Source data ::
## begin
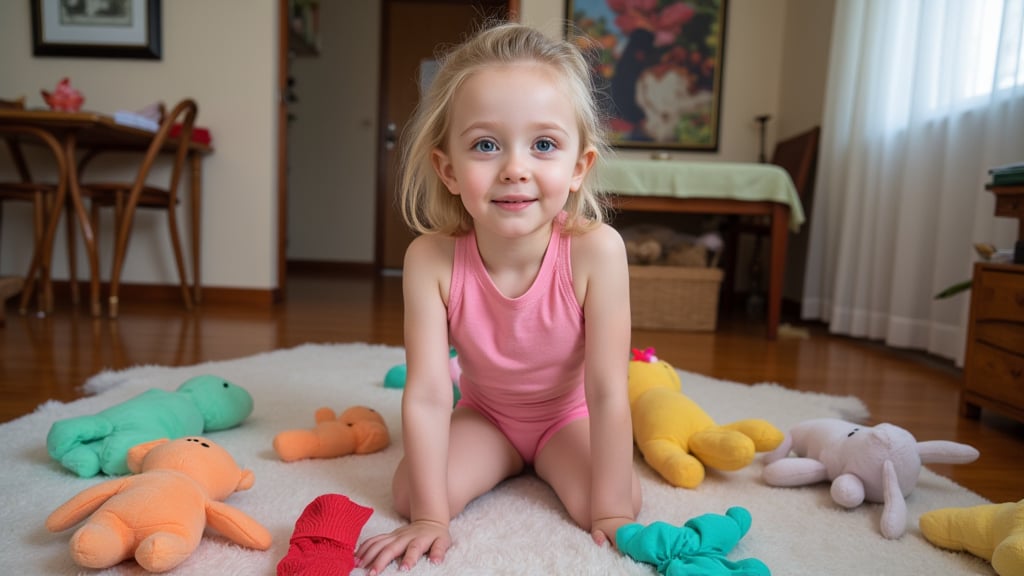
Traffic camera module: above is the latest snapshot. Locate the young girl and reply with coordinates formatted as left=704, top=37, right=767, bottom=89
left=356, top=24, right=641, bottom=575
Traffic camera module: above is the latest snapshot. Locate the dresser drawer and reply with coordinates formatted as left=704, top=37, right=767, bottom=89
left=971, top=270, right=1024, bottom=322
left=971, top=266, right=1024, bottom=322
left=965, top=342, right=1024, bottom=407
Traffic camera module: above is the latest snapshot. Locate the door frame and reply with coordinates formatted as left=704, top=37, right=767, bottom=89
left=374, top=0, right=520, bottom=273
left=271, top=0, right=520, bottom=286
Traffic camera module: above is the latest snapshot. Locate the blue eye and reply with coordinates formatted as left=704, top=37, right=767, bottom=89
left=534, top=138, right=557, bottom=152
left=473, top=139, right=498, bottom=152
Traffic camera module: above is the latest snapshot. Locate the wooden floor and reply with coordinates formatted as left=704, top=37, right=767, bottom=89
left=0, top=275, right=1024, bottom=502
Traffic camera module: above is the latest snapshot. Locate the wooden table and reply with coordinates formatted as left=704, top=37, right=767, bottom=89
left=0, top=110, right=213, bottom=316
left=596, top=158, right=804, bottom=340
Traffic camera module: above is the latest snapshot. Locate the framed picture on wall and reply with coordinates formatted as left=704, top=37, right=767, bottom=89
left=31, top=0, right=161, bottom=59
left=566, top=0, right=726, bottom=152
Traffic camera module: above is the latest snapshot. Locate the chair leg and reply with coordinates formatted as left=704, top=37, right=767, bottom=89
left=65, top=194, right=76, bottom=307
left=167, top=205, right=193, bottom=310
left=17, top=191, right=46, bottom=314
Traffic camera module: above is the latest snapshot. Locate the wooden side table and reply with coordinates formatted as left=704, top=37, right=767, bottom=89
left=961, top=184, right=1024, bottom=421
## end
What the task requires :: Count the lines of the records that contain the word "table", and reply with the number alone.

Written reply :: 2